TASK PROMPT ::
Pull out every line of the records that contains the string "swimmer". Case counts.

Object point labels
________

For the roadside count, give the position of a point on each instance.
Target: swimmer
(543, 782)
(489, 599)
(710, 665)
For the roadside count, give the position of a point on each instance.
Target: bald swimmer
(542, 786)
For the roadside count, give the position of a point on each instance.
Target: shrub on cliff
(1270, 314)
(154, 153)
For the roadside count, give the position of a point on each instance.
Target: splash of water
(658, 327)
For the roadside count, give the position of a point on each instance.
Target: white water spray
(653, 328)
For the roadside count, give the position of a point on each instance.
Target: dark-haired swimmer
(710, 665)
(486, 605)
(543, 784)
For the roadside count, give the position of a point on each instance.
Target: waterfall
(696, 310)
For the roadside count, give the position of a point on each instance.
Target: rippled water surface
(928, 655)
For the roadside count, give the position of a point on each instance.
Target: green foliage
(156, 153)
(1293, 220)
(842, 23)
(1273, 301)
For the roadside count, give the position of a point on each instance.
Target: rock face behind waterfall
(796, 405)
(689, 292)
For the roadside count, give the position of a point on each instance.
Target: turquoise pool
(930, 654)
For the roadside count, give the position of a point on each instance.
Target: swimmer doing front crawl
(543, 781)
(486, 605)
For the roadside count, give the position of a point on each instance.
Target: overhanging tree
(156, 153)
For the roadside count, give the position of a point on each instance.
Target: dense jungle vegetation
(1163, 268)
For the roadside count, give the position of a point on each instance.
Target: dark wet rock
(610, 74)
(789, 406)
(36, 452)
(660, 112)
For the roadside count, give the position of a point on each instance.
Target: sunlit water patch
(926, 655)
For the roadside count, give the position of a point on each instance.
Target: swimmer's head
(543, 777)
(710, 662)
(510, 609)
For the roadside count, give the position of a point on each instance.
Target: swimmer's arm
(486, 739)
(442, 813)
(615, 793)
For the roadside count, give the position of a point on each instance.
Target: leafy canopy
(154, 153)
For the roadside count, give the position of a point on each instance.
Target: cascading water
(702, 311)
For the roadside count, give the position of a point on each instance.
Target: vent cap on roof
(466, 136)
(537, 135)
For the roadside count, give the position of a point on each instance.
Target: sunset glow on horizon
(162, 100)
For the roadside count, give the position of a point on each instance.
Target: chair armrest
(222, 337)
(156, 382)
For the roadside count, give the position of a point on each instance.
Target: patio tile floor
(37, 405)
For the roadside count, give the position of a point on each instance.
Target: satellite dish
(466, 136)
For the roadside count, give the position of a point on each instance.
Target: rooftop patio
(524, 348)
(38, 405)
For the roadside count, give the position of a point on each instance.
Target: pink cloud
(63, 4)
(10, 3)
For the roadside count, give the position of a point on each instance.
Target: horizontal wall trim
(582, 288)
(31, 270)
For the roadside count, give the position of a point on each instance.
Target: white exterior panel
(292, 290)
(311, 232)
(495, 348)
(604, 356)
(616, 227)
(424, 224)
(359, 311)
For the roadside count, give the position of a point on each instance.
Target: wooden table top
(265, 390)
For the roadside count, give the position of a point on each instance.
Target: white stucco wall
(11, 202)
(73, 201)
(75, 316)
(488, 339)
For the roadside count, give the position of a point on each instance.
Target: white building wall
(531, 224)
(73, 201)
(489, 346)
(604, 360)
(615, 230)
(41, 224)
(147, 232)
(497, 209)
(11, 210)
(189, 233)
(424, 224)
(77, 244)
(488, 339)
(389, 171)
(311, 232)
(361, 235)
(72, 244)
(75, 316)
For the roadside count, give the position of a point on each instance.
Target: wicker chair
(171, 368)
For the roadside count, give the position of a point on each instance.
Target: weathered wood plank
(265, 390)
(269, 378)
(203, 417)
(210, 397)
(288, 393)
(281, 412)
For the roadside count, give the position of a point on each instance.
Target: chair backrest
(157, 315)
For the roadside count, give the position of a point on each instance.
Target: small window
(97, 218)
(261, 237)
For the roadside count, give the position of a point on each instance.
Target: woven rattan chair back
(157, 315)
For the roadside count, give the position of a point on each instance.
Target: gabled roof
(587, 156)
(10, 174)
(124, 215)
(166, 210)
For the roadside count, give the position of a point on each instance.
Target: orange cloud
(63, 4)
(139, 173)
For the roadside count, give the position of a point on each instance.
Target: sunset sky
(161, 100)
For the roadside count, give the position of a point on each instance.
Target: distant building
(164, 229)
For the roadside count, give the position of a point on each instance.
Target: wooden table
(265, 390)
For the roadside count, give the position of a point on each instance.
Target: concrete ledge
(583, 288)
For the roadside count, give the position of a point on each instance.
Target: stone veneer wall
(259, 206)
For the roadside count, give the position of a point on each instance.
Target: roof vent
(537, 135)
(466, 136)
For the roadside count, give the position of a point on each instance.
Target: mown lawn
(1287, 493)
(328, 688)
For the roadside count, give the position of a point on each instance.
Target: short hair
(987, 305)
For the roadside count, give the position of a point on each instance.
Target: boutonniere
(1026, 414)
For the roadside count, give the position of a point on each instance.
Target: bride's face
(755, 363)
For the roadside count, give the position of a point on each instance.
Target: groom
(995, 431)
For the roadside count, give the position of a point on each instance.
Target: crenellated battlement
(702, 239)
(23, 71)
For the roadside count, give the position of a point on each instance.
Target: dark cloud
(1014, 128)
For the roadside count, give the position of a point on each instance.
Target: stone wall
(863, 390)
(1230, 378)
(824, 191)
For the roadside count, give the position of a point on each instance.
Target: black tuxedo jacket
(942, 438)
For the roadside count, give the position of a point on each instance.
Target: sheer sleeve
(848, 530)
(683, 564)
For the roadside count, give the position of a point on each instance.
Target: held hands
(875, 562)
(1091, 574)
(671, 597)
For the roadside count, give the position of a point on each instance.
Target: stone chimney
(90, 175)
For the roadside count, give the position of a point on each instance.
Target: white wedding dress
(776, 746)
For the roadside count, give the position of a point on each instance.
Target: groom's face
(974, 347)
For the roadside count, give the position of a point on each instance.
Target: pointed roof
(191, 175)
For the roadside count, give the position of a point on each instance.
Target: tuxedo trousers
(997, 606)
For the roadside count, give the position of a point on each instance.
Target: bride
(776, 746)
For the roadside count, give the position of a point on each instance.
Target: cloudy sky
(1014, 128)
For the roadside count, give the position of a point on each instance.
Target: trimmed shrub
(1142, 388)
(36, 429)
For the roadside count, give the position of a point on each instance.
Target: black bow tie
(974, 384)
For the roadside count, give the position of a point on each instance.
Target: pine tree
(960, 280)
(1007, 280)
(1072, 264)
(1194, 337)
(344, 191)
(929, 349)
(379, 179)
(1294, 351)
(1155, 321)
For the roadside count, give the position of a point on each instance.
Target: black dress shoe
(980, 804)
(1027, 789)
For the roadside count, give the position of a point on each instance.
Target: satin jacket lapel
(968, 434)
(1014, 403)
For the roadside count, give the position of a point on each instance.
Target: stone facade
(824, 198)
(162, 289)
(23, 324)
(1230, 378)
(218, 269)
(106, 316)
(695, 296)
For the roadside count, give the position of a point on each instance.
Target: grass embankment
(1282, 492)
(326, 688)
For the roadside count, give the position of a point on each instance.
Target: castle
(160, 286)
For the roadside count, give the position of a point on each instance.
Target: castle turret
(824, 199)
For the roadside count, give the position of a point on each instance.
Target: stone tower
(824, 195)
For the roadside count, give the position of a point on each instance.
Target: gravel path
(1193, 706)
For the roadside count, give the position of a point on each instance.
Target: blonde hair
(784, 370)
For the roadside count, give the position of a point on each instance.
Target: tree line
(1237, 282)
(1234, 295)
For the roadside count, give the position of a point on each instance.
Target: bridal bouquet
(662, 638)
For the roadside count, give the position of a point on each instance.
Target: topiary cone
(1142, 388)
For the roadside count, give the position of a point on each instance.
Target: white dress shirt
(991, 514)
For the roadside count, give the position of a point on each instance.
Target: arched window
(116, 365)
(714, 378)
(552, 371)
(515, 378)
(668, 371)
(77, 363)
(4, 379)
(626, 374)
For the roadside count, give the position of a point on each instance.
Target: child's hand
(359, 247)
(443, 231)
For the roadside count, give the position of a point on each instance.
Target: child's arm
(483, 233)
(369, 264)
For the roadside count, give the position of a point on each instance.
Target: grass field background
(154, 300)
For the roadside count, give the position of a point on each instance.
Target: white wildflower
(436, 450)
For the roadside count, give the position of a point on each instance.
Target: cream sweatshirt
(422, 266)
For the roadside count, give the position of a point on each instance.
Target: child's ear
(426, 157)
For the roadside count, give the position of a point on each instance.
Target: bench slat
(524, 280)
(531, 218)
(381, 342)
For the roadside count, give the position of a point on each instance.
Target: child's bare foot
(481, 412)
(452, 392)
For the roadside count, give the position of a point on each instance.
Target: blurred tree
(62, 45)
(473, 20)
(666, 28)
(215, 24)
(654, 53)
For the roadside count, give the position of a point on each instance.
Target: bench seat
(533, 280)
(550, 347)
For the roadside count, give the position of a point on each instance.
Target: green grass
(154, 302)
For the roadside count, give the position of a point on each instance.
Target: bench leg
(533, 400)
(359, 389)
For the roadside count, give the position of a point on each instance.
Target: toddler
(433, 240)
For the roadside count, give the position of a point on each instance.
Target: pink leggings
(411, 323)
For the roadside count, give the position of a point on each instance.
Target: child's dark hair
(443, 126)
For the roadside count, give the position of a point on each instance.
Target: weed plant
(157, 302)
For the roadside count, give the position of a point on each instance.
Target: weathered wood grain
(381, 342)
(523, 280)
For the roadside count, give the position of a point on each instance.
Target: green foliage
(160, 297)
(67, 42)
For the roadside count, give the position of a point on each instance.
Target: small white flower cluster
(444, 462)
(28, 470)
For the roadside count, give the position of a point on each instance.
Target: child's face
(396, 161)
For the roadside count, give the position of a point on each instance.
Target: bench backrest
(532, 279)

________

WRITTEN SOLUTION ::
Target: swimmer
Target: bald swimmer
Target: dark-haired swimmer
Target: swimmer doing front crawl
Target: swimmer's head
Target: swimmer's arm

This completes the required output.